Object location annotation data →
------
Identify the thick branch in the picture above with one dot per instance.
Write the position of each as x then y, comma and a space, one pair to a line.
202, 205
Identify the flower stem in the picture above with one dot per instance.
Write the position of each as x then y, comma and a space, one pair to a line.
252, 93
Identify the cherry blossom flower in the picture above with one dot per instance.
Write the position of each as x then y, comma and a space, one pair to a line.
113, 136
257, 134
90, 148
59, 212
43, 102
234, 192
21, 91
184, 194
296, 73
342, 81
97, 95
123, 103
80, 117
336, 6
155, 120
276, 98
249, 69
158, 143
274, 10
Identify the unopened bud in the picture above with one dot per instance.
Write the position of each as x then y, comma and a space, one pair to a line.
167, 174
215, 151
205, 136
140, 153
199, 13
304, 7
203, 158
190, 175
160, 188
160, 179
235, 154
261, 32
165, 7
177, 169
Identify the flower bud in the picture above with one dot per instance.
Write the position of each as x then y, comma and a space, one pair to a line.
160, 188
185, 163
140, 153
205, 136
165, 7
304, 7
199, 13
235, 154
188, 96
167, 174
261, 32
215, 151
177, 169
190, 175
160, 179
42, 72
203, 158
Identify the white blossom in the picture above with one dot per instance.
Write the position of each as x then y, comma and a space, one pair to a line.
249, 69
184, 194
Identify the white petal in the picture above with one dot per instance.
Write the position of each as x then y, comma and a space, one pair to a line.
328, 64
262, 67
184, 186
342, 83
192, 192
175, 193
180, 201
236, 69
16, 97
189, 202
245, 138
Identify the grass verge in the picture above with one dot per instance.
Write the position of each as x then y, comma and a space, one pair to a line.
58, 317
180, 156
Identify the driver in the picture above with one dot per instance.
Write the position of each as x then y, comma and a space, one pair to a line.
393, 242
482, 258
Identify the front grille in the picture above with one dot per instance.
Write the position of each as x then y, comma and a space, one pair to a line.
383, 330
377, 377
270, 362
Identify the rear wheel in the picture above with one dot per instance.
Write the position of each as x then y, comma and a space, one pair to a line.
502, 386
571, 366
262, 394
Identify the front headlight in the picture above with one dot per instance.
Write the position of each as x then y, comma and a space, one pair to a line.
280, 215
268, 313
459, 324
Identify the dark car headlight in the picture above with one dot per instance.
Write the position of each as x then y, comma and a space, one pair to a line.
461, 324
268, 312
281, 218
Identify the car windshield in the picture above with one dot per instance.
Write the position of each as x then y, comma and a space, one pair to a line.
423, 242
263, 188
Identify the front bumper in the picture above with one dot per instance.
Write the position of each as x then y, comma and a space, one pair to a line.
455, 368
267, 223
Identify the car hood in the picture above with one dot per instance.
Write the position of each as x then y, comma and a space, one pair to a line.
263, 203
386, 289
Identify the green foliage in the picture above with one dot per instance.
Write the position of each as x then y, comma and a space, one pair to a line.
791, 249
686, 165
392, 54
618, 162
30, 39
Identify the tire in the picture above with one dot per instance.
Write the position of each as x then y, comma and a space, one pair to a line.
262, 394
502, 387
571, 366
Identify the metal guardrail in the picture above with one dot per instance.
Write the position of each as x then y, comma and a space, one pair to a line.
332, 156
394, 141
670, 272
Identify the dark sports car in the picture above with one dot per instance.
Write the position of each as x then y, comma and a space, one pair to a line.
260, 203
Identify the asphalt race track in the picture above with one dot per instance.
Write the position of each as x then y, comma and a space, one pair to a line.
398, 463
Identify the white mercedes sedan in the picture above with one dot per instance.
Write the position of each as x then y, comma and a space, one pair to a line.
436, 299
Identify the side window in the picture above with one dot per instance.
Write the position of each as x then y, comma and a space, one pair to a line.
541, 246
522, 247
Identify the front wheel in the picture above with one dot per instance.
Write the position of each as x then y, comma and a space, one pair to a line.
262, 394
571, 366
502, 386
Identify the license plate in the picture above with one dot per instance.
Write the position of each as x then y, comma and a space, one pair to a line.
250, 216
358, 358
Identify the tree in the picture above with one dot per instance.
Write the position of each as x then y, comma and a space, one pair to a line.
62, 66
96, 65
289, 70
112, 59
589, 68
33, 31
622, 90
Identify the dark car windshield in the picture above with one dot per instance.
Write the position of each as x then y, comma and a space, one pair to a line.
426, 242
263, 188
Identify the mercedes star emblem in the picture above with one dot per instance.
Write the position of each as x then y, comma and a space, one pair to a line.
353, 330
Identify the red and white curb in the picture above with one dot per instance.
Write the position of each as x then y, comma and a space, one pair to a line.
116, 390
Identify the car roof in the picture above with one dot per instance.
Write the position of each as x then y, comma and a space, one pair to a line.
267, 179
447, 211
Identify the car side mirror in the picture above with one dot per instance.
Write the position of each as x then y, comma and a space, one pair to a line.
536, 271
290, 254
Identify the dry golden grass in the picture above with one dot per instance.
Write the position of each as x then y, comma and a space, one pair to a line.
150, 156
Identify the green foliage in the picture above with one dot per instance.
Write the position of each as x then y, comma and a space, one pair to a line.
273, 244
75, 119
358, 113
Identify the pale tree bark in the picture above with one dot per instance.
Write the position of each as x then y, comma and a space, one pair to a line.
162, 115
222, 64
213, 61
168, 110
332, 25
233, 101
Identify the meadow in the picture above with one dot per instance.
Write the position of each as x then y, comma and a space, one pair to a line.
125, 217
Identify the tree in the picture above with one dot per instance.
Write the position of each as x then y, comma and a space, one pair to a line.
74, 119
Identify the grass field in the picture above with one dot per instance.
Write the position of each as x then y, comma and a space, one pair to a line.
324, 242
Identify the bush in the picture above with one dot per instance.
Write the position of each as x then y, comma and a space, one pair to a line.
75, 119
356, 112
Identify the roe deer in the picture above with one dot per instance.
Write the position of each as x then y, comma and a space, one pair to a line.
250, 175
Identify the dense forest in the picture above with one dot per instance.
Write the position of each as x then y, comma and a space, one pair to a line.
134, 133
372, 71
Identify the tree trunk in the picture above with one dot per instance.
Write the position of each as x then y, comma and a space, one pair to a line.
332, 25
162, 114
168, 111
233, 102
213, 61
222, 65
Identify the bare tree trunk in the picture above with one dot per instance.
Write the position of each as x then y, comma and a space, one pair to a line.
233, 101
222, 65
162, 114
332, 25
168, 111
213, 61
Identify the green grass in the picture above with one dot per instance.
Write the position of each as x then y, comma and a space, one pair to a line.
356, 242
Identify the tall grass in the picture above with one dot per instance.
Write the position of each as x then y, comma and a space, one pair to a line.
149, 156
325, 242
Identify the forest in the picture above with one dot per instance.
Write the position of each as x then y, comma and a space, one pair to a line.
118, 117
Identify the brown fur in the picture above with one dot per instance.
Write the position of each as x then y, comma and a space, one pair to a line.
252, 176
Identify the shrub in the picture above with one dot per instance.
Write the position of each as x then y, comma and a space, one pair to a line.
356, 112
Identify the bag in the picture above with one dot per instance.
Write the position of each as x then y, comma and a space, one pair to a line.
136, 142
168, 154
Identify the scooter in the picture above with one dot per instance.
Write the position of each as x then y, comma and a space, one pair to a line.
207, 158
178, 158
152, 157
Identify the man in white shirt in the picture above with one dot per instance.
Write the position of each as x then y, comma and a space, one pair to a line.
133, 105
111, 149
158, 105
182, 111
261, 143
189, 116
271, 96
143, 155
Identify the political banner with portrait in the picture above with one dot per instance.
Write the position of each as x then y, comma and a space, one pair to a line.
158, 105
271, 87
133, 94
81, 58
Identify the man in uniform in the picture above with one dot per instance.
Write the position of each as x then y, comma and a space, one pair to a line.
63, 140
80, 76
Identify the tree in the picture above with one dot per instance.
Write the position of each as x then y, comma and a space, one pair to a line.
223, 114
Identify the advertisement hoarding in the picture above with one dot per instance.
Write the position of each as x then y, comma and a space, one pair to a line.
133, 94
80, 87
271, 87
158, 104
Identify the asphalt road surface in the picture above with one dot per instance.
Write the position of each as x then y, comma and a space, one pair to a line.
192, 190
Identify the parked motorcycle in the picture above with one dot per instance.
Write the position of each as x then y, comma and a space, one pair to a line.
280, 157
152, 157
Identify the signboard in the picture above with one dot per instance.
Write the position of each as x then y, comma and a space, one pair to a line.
------
Given problem → Your task is to transcribe the line containing "Identify the brown" and every line after it, through the last line of the data, exactly as written and with nothing more.

Task response →
Identify the brown fur in the picture above with one dot per instance.
Write the position of each as x then y, comma and a space, one pair to a line.
252, 176
Identify the shrub in the picture above with one dot per instance.
Write the position of each as x then y, comma and a space, one pair to a line.
356, 112
Identify the bag in the picture above with one dot per instance.
Write the position of each as x then y, comma and a space, one pair to a line.
136, 142
168, 154
Identify the scooter in the picture above with one dot per instance.
Write the position of each as x then y, comma and a space, one pair to a line.
207, 158
178, 158
152, 157
Identify the man in white shirt in the picture above with one dot per instance.
Write the position of each as x then y, comma and a space, one pair to a line.
133, 105
111, 149
158, 105
182, 111
261, 143
189, 116
271, 96
143, 155
Identify the political banner with portrait in the picture above with one dot per instance.
Write the position of each as x then y, comma and a space, one pair to a line.
158, 105
271, 87
133, 94
81, 58
Identify the man in uniform in the picture above with one dot per instance.
Write the position of each as x then y, comma and a space, one pair to a line.
63, 140
80, 76
Identify the tree in the picture above with one dot per instance.
Write the position of each as x then y, comma and a space, one pair to a line.
223, 114
Identify the advertisement hoarding in the picture above with one dot per instance.
Write the position of each as x then y, comma and a space, one pair to a line.
133, 94
80, 87
271, 87
158, 104
Identify the asphalt road surface in the picture above with one dot per instance.
Write the position of each as x then y, comma and a space, one pair to a line.
192, 190
Identify the parked motorcycle in the picture above with one dot per instance.
Write the position of each as x then y, comma and a space, one pair to a line.
280, 157
152, 157
Identify the signboard in the picture above with one dot per instance.
Write the position of each as x then y, comma and a space, one pair to a line.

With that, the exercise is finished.